What the exercise asks: Put every one of the lines below into a Markdown table with the columns Row and Line, numbering each row and leaving out any blank lines.

Extracted data:
start
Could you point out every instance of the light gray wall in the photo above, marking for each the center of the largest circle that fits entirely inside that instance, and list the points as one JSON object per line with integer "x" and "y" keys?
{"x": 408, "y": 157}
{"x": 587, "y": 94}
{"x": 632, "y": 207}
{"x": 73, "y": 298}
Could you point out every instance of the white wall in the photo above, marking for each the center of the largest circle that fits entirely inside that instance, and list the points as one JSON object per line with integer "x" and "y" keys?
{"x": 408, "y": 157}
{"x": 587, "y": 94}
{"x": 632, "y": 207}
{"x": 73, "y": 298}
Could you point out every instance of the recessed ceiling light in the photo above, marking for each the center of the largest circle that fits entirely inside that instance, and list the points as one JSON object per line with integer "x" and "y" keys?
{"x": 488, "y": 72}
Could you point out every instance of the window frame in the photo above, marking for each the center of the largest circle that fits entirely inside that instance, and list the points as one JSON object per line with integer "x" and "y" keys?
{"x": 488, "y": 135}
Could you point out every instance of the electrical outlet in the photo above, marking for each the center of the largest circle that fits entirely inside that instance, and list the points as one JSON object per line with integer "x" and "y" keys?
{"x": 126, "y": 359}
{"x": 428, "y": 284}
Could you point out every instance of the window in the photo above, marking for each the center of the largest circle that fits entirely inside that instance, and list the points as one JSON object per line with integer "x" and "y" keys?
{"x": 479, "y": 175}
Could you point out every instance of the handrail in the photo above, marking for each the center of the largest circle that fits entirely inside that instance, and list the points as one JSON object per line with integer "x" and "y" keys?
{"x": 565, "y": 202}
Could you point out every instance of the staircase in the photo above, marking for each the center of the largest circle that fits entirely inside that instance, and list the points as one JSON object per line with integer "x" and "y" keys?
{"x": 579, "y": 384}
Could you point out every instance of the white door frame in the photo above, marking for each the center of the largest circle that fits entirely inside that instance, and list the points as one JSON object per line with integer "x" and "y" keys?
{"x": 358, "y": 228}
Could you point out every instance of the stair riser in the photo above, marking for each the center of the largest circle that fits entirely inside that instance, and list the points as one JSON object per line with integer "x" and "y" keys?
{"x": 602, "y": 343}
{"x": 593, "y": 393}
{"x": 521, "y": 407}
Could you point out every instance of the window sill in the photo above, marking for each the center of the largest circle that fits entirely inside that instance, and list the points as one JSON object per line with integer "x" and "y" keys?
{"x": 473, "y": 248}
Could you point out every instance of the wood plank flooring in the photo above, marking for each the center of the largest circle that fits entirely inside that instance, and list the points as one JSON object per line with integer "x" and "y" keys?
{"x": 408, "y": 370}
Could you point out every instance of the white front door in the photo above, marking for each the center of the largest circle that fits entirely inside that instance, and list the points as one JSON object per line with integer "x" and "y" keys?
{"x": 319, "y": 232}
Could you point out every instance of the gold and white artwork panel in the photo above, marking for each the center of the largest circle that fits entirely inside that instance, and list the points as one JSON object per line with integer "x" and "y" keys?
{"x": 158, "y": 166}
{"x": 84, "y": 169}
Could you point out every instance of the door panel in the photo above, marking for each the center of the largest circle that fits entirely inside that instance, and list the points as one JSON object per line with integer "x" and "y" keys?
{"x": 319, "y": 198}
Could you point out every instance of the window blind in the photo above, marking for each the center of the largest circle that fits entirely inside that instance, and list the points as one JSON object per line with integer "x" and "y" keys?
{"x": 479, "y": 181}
end
Full output:
| Row | Line |
|---|---|
| 1 | Could you point out every instance of the light gray wall in the photo above, marking for each the center of the largest circle that fits entirely inside that instance, and list the points as one JSON object per line with integer "x" and "y" keys? |
| 2 | {"x": 408, "y": 157} |
| 3 | {"x": 587, "y": 94} |
| 4 | {"x": 632, "y": 207} |
| 5 | {"x": 73, "y": 298} |
| 6 | Could you point out every instance of the white wall in the photo above, marking for each the center of the largest circle that fits entirely inside that instance, and list the points as one JSON object per line with integer "x" and "y" keys? |
| 7 | {"x": 408, "y": 157} |
| 8 | {"x": 587, "y": 94} |
| 9 | {"x": 632, "y": 207} |
| 10 | {"x": 73, "y": 298} |
| 11 | Could you point out every instance of the recessed ceiling light in the photo above, marking for each the center of the largest circle that fits entirely inside that instance, and list the points as one JSON object per line with integer "x" and "y" keys? |
| 12 | {"x": 488, "y": 72} |
| 13 | Could you point out every instance of the window frame in the photo above, marking for each the center of the largest circle that fits entirely inside that instance, and list the points as one JSON object per line with integer "x" and "y" keys? |
| 14 | {"x": 488, "y": 135} |
| 15 | Could you point out every instance of the electrical outlet in the photo above, marking for each the center of the largest circle that fits entirely inside that instance, and list the points as one JSON object per line with integer "x" and "y" keys? |
| 16 | {"x": 126, "y": 359} |
| 17 | {"x": 428, "y": 284} |
| 18 | Could you point out every instance of the window in the photo above, marking for each the center of the largest circle that fits entirely inside that instance, and list the points as one JSON object per line with integer "x" and "y" keys? |
| 19 | {"x": 479, "y": 175} |
| 20 | Could you point out every instance of the handrail in the photo above, marking for each the center of the largest circle that fits entirely inside that instance, and list the points as one JSON object per line with integer "x" and "y" keys? |
| 21 | {"x": 565, "y": 202} |
| 22 | Could you point out every instance of the staircase in the photo above, marking for each the center of the largest circle that fits entirely inside that instance, and list the points as one JSON object per line with integer "x" and "y" keys? |
| 23 | {"x": 579, "y": 384} |
| 24 | Could you point out every instance of the white door frame in the photo above, marking for each the center of the largest circle that fits entirely inside that instance, and list the points as one JSON object per line with integer "x" and "y" keys? |
| 25 | {"x": 358, "y": 228} |
| 26 | Could you point out every instance of the stair riser in the photo above, marking for each the center of the largest circle that fits entirely inside that instance, and list the points as one JSON object per line with integer "x" and "y" keys? |
| 27 | {"x": 602, "y": 343} |
| 28 | {"x": 593, "y": 393} |
| 29 | {"x": 521, "y": 407} |
| 30 | Could you point out every instance of the window sill in the photo above, marking for each the center of the largest circle that fits entirely inside that instance, and list the points as one JSON object per line with integer "x" and "y" keys? |
| 31 | {"x": 473, "y": 248} |
| 32 | Could you point out every instance of the wood plank flooring in the photo above, marking for each the center of the largest circle that fits entirely inside that instance, and list the points as one JSON object per line with integer "x" and "y" keys? |
| 33 | {"x": 408, "y": 370} |
| 34 | Could you point out every instance of the white front door in the photo above, marking for each the center of the largest circle that fits entirely inside that instance, and list the points as one JSON object per line with integer "x" and "y" keys? |
| 35 | {"x": 319, "y": 232} |
| 36 | Could you point out every instance of the gold and white artwork panel in the photo above, marking for each the center of the largest circle that fits entirely inside that instance, and list the points as one JSON object per line with integer "x" and "y" keys? |
| 37 | {"x": 158, "y": 166} |
| 38 | {"x": 84, "y": 169} |
| 39 | Could you point out every instance of the door panel in the photo above, marking for each the center of the largest circle that fits entirely inside that instance, and list the points as one JSON object per line with integer "x" and "y" keys? |
| 40 | {"x": 319, "y": 198} |
| 41 | Could you point out every instance of the window blind in the photo above, marking for each the center of the largest circle that fits entirely inside that instance, and list the points as one JSON object per line with integer "x" and "y" keys? |
| 42 | {"x": 479, "y": 181} |